» **Problem description**
Pull out every line of the data entries below that contains the string "roof", and copy each one unchanged.

Data entries
^^^^^^^^
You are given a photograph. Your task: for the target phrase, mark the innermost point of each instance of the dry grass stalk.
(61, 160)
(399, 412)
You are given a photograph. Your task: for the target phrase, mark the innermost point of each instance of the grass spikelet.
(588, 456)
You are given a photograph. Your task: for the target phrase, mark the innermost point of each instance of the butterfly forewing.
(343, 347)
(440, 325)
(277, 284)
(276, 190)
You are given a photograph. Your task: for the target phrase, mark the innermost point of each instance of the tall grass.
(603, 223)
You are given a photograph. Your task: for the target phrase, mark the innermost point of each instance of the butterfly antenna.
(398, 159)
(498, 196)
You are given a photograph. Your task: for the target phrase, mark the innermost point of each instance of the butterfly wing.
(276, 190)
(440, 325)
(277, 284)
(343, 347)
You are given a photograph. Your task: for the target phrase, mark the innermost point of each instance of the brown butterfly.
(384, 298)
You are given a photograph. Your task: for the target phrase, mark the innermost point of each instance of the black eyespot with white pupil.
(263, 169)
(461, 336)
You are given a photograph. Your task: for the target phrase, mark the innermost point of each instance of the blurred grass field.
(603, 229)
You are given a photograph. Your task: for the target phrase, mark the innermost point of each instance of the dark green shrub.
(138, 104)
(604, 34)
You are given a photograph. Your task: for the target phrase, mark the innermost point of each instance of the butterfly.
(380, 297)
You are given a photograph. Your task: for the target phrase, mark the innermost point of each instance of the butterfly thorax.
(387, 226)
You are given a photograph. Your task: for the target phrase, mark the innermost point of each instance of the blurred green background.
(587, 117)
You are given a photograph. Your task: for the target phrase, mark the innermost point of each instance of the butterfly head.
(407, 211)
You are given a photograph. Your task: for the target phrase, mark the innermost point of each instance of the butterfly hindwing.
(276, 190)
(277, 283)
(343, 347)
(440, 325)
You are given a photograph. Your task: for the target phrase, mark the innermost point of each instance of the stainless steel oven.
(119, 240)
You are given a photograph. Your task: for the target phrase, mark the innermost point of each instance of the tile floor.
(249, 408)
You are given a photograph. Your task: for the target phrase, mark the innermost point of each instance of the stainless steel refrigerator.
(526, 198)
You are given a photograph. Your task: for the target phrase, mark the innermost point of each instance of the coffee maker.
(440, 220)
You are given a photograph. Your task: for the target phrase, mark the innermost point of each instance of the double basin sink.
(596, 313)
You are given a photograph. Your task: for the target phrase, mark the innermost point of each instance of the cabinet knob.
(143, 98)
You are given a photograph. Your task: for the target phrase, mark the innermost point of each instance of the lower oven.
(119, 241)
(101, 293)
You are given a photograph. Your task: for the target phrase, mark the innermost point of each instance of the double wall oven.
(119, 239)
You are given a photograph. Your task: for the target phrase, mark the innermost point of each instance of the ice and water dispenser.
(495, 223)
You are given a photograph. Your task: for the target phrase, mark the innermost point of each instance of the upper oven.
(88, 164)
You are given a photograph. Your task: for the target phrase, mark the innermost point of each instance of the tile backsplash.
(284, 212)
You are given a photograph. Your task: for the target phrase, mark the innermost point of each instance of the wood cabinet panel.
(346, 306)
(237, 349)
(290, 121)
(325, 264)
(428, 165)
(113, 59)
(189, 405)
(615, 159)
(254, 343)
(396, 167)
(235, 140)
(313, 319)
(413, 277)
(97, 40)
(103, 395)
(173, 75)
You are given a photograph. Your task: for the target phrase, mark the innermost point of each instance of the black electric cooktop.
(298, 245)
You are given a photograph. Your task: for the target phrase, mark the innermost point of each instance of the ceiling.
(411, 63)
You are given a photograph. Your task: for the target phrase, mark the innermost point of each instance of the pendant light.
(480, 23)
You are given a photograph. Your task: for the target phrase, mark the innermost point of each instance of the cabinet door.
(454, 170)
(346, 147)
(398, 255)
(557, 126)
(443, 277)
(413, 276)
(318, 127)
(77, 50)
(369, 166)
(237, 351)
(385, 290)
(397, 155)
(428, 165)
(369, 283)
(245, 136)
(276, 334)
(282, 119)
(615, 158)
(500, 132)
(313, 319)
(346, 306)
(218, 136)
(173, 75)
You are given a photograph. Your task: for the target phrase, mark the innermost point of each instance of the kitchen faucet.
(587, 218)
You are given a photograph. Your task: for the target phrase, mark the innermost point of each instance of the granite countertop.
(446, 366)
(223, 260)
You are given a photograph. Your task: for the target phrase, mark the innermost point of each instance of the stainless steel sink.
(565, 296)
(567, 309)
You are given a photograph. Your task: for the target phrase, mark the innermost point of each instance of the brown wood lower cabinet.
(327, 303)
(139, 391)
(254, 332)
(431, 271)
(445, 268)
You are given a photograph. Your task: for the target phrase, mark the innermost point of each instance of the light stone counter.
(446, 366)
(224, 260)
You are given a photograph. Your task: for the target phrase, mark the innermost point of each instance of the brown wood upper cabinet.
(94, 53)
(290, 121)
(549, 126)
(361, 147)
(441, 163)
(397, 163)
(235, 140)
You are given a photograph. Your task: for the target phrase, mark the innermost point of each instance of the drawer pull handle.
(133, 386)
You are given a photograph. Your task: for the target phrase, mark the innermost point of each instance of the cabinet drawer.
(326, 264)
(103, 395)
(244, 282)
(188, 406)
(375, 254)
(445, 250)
^^^^^^^^
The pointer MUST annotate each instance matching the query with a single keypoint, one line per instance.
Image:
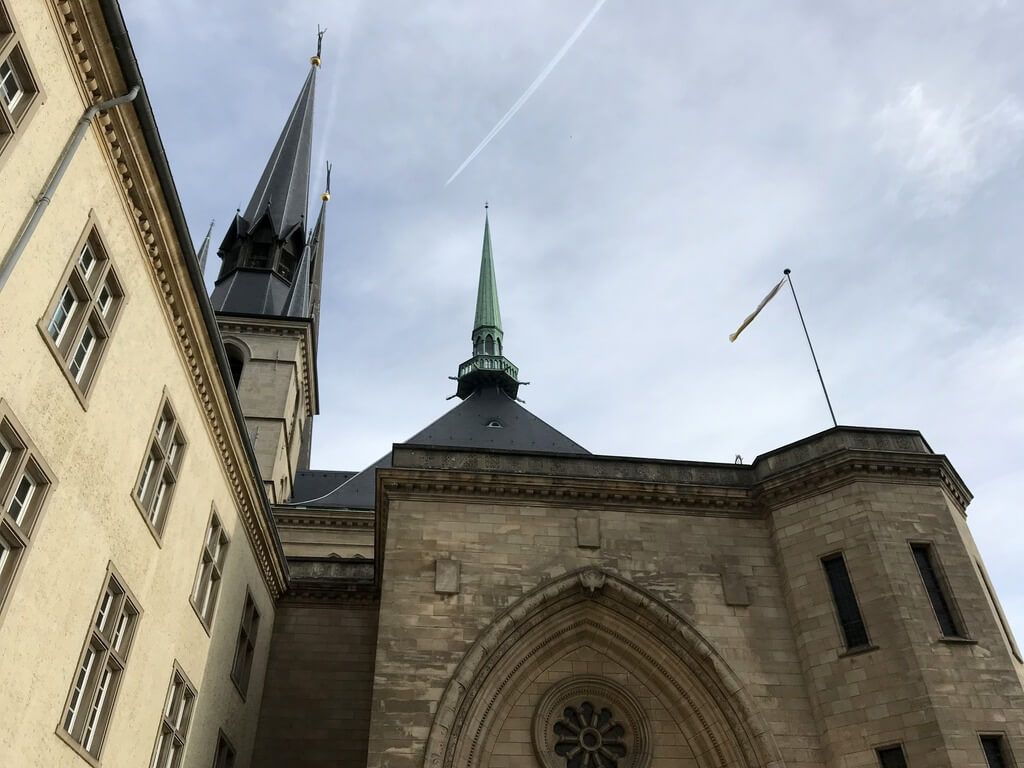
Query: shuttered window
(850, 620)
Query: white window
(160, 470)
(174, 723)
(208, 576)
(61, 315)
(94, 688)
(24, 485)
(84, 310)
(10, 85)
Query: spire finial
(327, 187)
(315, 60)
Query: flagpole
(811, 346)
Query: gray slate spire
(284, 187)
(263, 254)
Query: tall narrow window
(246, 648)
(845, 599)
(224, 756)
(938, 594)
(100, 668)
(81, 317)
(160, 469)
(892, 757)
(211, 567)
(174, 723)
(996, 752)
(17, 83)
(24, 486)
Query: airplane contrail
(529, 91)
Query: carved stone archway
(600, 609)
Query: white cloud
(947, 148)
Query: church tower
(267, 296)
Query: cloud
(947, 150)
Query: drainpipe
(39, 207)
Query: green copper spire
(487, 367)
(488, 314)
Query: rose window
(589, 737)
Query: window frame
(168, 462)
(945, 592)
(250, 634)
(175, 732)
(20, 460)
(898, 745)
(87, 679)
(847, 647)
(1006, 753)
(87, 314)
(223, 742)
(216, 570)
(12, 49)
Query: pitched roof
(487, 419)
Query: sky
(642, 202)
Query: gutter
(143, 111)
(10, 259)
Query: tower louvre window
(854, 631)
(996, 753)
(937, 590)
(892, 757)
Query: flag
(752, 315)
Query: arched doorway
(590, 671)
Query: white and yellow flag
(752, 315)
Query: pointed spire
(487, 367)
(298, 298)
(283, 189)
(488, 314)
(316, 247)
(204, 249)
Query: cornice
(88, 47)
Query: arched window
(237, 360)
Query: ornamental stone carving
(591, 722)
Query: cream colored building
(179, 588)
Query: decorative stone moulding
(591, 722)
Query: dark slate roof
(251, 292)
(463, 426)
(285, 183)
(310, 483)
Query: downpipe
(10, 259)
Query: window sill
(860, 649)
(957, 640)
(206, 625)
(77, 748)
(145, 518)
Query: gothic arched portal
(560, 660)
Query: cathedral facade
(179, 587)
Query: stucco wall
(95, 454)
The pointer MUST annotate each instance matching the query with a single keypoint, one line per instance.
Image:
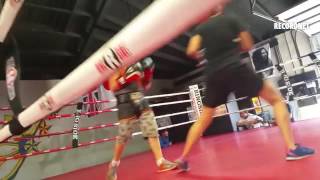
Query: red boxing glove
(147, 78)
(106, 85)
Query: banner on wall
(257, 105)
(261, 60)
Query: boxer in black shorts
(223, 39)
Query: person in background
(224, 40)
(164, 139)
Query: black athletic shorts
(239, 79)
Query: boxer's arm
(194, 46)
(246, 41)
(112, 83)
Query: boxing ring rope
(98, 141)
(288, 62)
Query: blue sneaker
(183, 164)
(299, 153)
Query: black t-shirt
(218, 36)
^^^^^^^^
» **Final result**
Query: pitched roof
Query: dark slate roof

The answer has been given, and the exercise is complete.